- **Input rows**
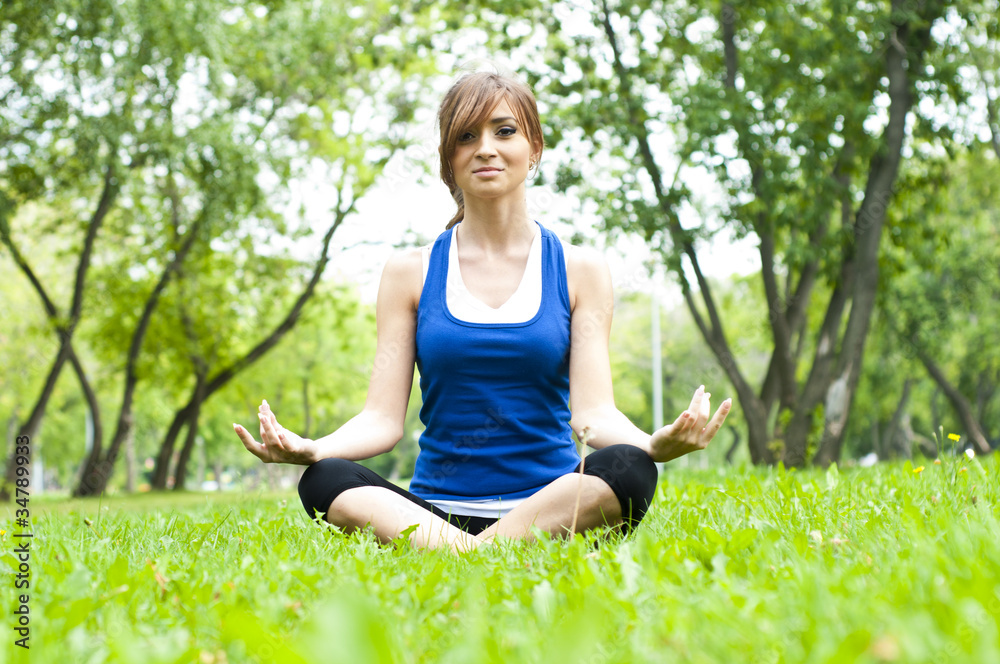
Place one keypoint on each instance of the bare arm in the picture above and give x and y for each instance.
(379, 426)
(591, 393)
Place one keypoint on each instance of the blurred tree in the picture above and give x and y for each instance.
(802, 113)
(942, 307)
(184, 124)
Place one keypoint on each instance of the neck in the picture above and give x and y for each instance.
(496, 224)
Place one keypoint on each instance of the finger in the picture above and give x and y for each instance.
(716, 423)
(255, 448)
(269, 432)
(704, 411)
(695, 400)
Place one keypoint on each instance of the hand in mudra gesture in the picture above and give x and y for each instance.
(278, 444)
(691, 431)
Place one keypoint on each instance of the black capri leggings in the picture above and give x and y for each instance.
(628, 470)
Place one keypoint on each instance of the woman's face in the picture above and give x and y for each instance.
(491, 160)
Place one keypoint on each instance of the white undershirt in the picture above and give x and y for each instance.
(463, 305)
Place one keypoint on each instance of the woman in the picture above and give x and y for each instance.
(507, 325)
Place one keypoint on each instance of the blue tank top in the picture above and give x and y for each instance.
(496, 395)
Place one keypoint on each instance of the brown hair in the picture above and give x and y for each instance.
(468, 104)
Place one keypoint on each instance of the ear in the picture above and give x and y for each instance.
(536, 151)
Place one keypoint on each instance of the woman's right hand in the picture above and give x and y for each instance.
(278, 445)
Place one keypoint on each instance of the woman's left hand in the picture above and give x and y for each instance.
(691, 431)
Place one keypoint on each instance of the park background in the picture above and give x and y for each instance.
(196, 200)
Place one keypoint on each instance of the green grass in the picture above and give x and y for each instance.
(874, 565)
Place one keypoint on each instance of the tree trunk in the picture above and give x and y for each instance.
(161, 471)
(305, 407)
(894, 435)
(125, 417)
(973, 429)
(905, 50)
(130, 463)
(736, 443)
(180, 474)
(220, 379)
(65, 329)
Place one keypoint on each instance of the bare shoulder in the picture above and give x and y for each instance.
(402, 278)
(587, 273)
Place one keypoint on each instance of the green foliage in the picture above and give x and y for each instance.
(759, 565)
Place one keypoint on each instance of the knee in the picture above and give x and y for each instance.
(640, 473)
(633, 476)
(322, 482)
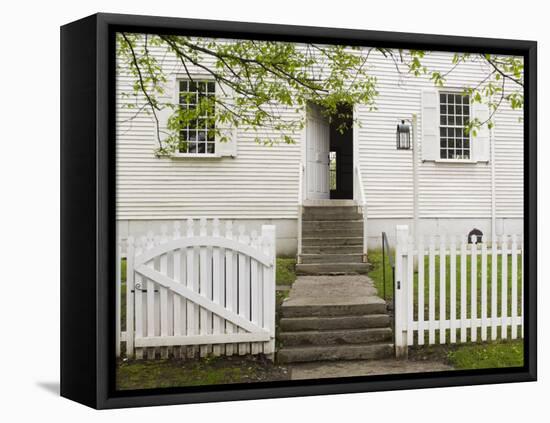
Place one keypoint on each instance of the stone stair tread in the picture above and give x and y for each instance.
(305, 323)
(332, 301)
(332, 268)
(336, 337)
(295, 354)
(347, 330)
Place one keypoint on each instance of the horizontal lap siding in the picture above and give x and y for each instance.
(509, 163)
(445, 190)
(261, 182)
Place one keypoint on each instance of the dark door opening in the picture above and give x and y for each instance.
(341, 154)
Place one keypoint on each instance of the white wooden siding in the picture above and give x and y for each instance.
(446, 190)
(262, 182)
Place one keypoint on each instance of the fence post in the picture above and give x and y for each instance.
(118, 305)
(401, 290)
(130, 298)
(268, 236)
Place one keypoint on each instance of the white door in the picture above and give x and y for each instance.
(318, 149)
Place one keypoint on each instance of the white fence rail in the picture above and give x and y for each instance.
(461, 292)
(211, 292)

- **Challenge**
Starting at the line containing "Place one keypoint on each instance of the white wooden" and ending at the last line of the items, render those lines as a Markdown table. Use a Row column for the row number and a Line column for the line itself, and leave out any blank lines.

- **Output of the task**
| Row | Line |
|---|---|
| 1 | Place one keypoint on each instance of the white wooden siding in the picture above and give x and y for each instance. |
| 2 | (446, 190) |
| 3 | (262, 182) |
| 4 | Place one keypoint on each instance of the fence post in the picture above and give x and y for each instance. |
| 5 | (118, 305) |
| 6 | (401, 290) |
| 7 | (130, 298) |
| 8 | (268, 236) |
| 9 | Place one keypoint on each instance of the white door in the picture above and give x and y for each instance. |
| 10 | (318, 149) |
| 11 | Place one keypoint on each instance of the white fence rail in the picture above and give x and y for each instance. |
| 12 | (461, 292) |
| 13 | (211, 292) |